**WHAT YOU HAVE TO DO**
Copy the part of the lines below that opens with the line containing "Target: farm field" and closes with the last line, both included. Keep every request as it is, and increase each x and y coordinate in the answers by 6.

**MATERIAL SUPPLIED**
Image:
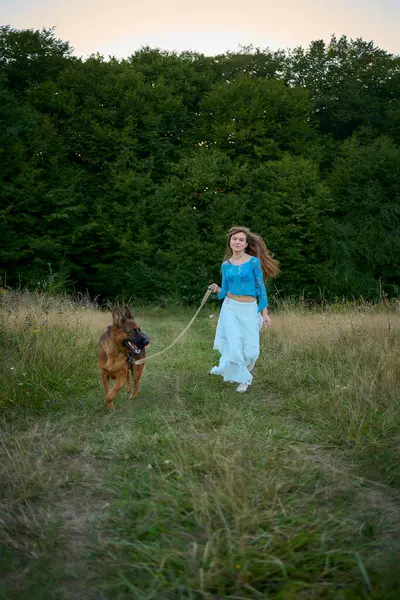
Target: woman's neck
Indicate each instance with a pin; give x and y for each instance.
(237, 255)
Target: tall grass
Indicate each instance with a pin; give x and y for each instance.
(192, 490)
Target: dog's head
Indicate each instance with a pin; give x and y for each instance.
(127, 332)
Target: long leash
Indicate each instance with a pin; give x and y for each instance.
(143, 360)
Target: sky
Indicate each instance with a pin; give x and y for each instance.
(119, 27)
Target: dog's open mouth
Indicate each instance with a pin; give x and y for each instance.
(132, 347)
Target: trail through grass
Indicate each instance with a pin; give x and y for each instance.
(192, 490)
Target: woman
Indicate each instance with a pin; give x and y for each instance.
(246, 267)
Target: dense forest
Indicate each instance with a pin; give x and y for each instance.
(121, 177)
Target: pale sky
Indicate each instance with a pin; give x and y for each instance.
(119, 27)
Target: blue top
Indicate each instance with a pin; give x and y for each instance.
(244, 280)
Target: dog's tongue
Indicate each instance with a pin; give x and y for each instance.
(132, 347)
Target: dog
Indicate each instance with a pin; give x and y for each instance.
(119, 346)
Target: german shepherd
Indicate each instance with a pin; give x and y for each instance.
(122, 342)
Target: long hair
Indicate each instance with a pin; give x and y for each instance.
(255, 247)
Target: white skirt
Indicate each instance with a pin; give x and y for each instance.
(238, 340)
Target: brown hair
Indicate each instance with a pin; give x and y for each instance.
(255, 247)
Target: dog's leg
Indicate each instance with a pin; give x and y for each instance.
(128, 380)
(106, 381)
(136, 378)
(119, 382)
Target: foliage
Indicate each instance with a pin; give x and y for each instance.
(121, 177)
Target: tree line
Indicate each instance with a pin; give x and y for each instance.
(121, 177)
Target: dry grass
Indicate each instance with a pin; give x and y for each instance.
(195, 491)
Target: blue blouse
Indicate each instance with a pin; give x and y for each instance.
(244, 280)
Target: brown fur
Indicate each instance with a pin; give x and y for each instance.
(113, 355)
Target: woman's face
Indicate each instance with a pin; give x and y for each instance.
(238, 242)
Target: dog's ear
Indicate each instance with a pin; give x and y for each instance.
(117, 315)
(127, 313)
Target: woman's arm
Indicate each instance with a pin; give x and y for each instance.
(221, 291)
(262, 293)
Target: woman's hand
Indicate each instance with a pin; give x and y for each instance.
(267, 321)
(214, 288)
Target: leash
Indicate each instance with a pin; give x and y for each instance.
(143, 360)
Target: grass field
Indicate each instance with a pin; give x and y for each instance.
(192, 490)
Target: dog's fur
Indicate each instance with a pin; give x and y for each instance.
(122, 342)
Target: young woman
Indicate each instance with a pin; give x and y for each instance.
(246, 267)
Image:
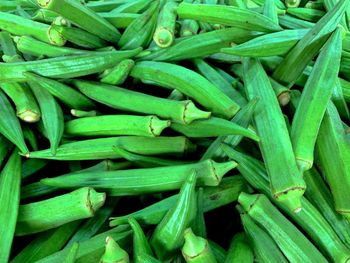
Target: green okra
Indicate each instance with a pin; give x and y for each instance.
(240, 249)
(168, 236)
(265, 248)
(80, 37)
(64, 67)
(332, 151)
(112, 125)
(202, 45)
(83, 17)
(294, 245)
(188, 82)
(18, 25)
(50, 213)
(139, 33)
(67, 95)
(303, 52)
(273, 44)
(287, 184)
(213, 127)
(228, 16)
(118, 74)
(46, 243)
(196, 249)
(309, 218)
(213, 197)
(165, 30)
(10, 126)
(114, 253)
(10, 181)
(52, 115)
(144, 180)
(124, 99)
(102, 148)
(313, 102)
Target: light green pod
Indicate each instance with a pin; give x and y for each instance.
(52, 115)
(114, 253)
(294, 245)
(83, 17)
(102, 148)
(240, 250)
(144, 180)
(169, 233)
(124, 99)
(228, 16)
(188, 82)
(314, 99)
(287, 185)
(118, 74)
(213, 127)
(10, 126)
(50, 213)
(196, 249)
(10, 181)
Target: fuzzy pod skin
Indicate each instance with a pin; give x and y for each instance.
(144, 180)
(83, 17)
(111, 125)
(114, 253)
(333, 158)
(294, 245)
(240, 250)
(314, 99)
(228, 16)
(118, 74)
(124, 99)
(168, 236)
(10, 181)
(287, 184)
(188, 82)
(102, 148)
(64, 67)
(50, 213)
(52, 115)
(265, 248)
(67, 95)
(213, 197)
(10, 126)
(197, 249)
(273, 44)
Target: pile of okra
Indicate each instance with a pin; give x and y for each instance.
(197, 131)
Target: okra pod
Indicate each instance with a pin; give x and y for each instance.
(50, 213)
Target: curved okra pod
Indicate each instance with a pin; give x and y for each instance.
(144, 180)
(287, 184)
(10, 181)
(314, 99)
(187, 82)
(52, 115)
(124, 99)
(10, 126)
(294, 245)
(114, 253)
(196, 249)
(228, 16)
(111, 125)
(118, 74)
(64, 67)
(102, 148)
(169, 233)
(240, 250)
(50, 213)
(82, 16)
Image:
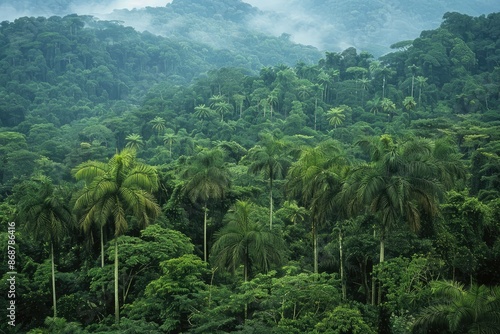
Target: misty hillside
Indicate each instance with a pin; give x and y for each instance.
(367, 25)
(325, 24)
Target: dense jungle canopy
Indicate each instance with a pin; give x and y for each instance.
(163, 185)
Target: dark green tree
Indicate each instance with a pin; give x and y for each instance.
(112, 192)
(47, 215)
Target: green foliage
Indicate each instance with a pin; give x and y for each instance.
(106, 103)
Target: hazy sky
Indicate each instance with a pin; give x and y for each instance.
(304, 26)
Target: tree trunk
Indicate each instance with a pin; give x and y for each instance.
(117, 300)
(315, 110)
(54, 298)
(102, 246)
(271, 203)
(342, 278)
(205, 234)
(315, 246)
(382, 257)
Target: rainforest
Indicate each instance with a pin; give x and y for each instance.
(158, 184)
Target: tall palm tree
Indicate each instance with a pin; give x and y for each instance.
(388, 106)
(315, 179)
(402, 182)
(409, 104)
(159, 124)
(220, 105)
(48, 217)
(239, 100)
(207, 179)
(374, 105)
(272, 100)
(457, 310)
(269, 159)
(245, 241)
(335, 116)
(203, 112)
(112, 192)
(169, 138)
(134, 141)
(421, 81)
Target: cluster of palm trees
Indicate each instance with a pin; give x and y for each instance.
(113, 192)
(401, 180)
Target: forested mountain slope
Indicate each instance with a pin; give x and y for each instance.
(162, 186)
(326, 24)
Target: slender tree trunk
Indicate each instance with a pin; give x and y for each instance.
(382, 257)
(315, 246)
(374, 289)
(342, 278)
(117, 300)
(315, 110)
(245, 277)
(270, 203)
(205, 234)
(412, 84)
(54, 298)
(102, 246)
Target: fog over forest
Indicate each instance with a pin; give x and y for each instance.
(326, 25)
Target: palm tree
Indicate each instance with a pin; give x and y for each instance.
(335, 116)
(268, 159)
(364, 87)
(169, 138)
(457, 310)
(203, 112)
(207, 179)
(47, 217)
(409, 104)
(114, 190)
(272, 100)
(245, 241)
(402, 182)
(421, 81)
(374, 105)
(239, 99)
(388, 106)
(134, 141)
(315, 179)
(324, 80)
(220, 105)
(158, 124)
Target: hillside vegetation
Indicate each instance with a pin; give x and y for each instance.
(165, 186)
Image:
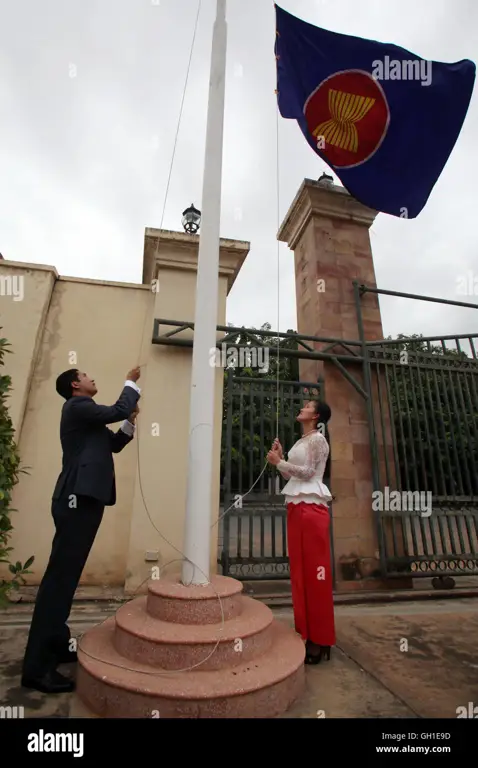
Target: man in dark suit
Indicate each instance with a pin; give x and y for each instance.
(85, 486)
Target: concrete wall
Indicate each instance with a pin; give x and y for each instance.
(105, 328)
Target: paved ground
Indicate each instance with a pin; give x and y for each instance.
(400, 660)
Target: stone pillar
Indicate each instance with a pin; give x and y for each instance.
(328, 230)
(161, 474)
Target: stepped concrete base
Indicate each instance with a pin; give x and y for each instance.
(190, 652)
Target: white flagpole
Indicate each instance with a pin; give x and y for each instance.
(198, 511)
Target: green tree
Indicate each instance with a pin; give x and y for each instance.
(9, 476)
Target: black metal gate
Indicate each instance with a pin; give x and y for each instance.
(253, 526)
(421, 397)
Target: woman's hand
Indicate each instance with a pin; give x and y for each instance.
(273, 457)
(277, 447)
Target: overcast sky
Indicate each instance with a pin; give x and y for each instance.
(90, 95)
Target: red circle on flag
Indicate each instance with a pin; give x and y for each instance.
(348, 117)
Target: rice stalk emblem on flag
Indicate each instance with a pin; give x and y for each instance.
(350, 113)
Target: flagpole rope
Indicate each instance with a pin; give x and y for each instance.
(183, 556)
(242, 496)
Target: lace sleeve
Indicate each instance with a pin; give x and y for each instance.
(317, 450)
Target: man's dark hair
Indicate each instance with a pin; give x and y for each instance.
(64, 381)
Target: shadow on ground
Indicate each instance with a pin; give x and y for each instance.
(402, 660)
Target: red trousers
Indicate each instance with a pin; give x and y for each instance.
(311, 572)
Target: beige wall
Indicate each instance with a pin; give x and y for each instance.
(108, 326)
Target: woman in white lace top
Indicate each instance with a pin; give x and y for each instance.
(308, 526)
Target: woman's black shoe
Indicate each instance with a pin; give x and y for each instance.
(325, 652)
(316, 658)
(51, 682)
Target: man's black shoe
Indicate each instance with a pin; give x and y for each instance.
(67, 657)
(51, 682)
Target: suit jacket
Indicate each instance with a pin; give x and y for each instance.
(88, 446)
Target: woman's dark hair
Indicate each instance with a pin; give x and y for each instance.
(64, 381)
(324, 414)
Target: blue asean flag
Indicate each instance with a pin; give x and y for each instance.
(382, 118)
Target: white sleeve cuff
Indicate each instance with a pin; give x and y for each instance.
(134, 385)
(128, 428)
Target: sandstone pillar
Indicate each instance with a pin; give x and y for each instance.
(328, 231)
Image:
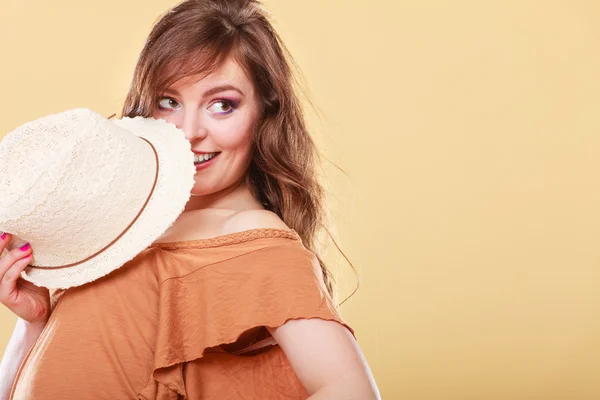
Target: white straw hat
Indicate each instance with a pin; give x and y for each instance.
(89, 193)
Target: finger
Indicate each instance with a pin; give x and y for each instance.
(13, 256)
(8, 285)
(4, 240)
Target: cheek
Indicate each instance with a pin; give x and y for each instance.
(233, 137)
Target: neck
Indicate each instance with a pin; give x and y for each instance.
(236, 197)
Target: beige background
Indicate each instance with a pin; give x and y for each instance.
(469, 133)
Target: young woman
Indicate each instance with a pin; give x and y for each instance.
(232, 302)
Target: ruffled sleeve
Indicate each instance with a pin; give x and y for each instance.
(215, 304)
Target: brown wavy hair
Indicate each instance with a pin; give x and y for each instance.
(197, 37)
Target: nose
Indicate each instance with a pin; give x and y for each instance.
(192, 126)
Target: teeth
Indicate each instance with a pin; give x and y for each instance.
(198, 158)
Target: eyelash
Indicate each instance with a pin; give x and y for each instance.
(232, 105)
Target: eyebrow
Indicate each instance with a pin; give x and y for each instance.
(210, 92)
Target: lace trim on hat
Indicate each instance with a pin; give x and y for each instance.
(231, 238)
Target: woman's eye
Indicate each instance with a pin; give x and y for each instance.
(222, 107)
(167, 103)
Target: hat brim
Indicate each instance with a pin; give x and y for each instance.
(172, 192)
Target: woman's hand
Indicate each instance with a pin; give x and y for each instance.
(29, 302)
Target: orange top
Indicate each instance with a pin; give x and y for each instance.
(171, 323)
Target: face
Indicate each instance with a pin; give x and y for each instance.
(217, 112)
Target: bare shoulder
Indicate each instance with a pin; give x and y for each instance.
(253, 219)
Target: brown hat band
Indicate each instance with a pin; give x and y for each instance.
(126, 229)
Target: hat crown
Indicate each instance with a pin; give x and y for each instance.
(70, 189)
(38, 151)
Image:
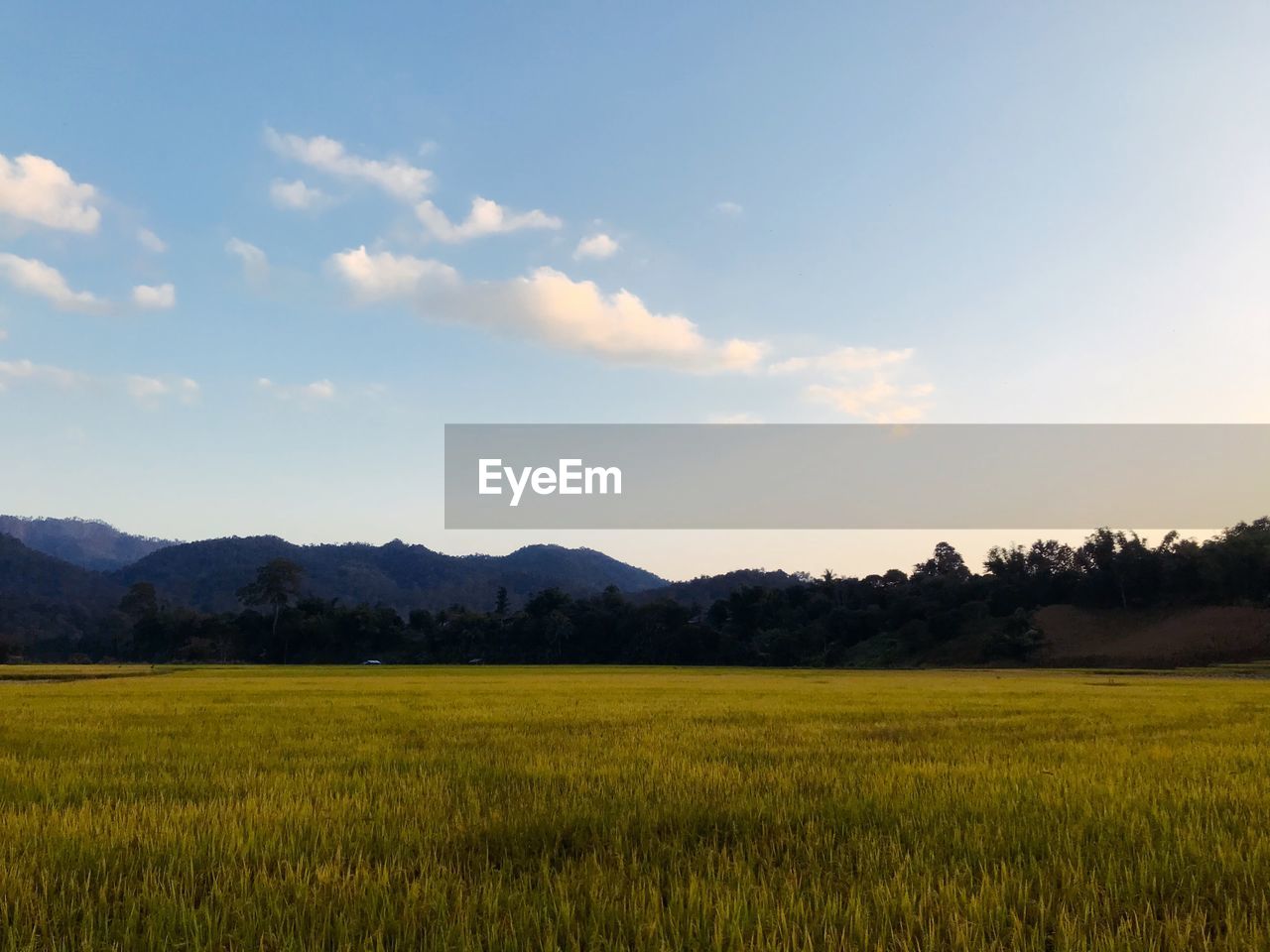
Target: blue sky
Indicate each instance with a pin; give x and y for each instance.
(798, 212)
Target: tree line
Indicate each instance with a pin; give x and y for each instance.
(825, 621)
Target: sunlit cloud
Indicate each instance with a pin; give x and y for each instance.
(40, 191)
(154, 298)
(485, 217)
(397, 177)
(595, 246)
(549, 307)
(255, 263)
(33, 277)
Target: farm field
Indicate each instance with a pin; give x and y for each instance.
(633, 809)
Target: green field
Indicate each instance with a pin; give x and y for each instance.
(617, 809)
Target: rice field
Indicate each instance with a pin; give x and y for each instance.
(633, 809)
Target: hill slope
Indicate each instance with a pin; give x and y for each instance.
(87, 543)
(207, 575)
(42, 597)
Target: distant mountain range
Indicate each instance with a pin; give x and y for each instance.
(85, 562)
(87, 543)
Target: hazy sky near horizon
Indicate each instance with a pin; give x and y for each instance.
(254, 257)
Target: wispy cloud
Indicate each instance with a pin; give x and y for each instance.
(385, 277)
(878, 402)
(549, 307)
(397, 177)
(598, 245)
(33, 277)
(40, 191)
(155, 298)
(305, 394)
(255, 263)
(27, 372)
(844, 359)
(485, 217)
(144, 390)
(151, 390)
(150, 241)
(296, 195)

**RESPONSE BELOW**
Target: farm field
Indicate each instance with a pin; give x and y for each instance.
(639, 815)
Target: green field
Indicate each instance with a pin; give x and y for each instance.
(623, 815)
Target: rice field
Indicate each instance with a pin; give x and y for each instance.
(639, 815)
Target: hill slope
Indicate each instance with a pin; give x and y for each instance.
(93, 549)
(213, 581)
(48, 603)
Target: distant mountain range
Indicate each instance with a pin; give x and y for each instance.
(91, 568)
(93, 549)
Target: hazy sky near horizon
Indicate each instance with a pin; give x and y for each instance.
(260, 263)
Target: wispy cloud
Indicate each instance with a pin; give x and y for each instance.
(391, 283)
(884, 408)
(555, 313)
(403, 183)
(604, 251)
(39, 283)
(46, 197)
(161, 304)
(311, 400)
(261, 269)
(33, 378)
(850, 365)
(491, 223)
(150, 396)
(157, 396)
(156, 247)
(302, 201)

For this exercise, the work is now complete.